Document segment:

Stanbic Bank Uganda Limited has released its financial results for the year 2022, indicating that they made a gross revenue of more than Shs1 trillion and Shs360 billion profit after tax.
Stanbic Bank Uganda Chief Executive Anne Juuko said the strong performance was underpinned by increased growth in credit demand as the economy recovered from the effects of the Coronavirus pandemic.
“As a result of the economic recovery of our customers, we saw a 9.8% growth in demand for new credit in 2022 with the volume of disbursed loans increasing to 77,819 worth Shs4.0 trillion from 63,639 approved applications worth Shs3.7 trillion disbursed in 2021,” Juuko said.
She added that the company’s innovations aimed at helping small businesses also paid off’
“It gives us great pleasure to also report that over 11,000 small businesses have opened accounts with us in the past year and that over 1,800 of them have already benefited from access to affordable credit at rates as low as 15.5%, to the tune of over Shs30 billion,” the CEO said.
Ronald Mataka, Acting Chief Finance Officer at Stanbic Bank Uganda, said in 2022, they paid a total of Shs272 billion in taxes, making the entity the biggest taxpayer in the country’s banking sector.

Given records:
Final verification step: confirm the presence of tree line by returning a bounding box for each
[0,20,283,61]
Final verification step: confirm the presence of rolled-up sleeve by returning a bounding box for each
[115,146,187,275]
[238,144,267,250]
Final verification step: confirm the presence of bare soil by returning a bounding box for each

...

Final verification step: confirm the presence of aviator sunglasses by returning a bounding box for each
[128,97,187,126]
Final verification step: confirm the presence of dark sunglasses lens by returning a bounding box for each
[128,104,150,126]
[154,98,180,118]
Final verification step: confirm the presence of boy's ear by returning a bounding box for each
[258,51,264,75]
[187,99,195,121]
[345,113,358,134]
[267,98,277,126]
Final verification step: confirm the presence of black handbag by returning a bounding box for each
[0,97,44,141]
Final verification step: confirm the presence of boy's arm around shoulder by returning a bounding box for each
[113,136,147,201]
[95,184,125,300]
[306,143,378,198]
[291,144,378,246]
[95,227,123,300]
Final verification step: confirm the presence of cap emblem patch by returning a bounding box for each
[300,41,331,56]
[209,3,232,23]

--

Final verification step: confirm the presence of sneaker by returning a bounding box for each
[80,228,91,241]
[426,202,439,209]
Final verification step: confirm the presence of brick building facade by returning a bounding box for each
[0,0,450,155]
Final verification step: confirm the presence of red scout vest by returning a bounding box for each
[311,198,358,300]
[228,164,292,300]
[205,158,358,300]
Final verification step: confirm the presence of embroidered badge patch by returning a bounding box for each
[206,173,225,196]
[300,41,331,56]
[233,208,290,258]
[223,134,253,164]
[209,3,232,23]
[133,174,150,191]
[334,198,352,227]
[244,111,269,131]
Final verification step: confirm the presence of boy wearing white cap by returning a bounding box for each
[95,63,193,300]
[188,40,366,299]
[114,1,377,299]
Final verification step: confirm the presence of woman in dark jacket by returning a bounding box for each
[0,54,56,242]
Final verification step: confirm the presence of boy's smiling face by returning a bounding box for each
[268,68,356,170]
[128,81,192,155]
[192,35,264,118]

Instructions:
A – Retype the stretch of the Stanbic Bank results article from "Ronald Mataka, Acting" through "country’s banking sector.".
B – List every amount of money in shillings (Shs) given in the Stanbic Bank results article.

List of answers:
A –
Ronald Mataka, Acting Chief Finance Officer at Stanbic Bank Uganda, said in 2022, they paid a total of Shs272 billion in taxes, making the entity the biggest taxpayer in the country’s banking sector.

B –
Shs1 trillion
Shs360 billion
Shs4.0 trillion
Shs3.7 trillion
Shs30 billion
Shs272 billion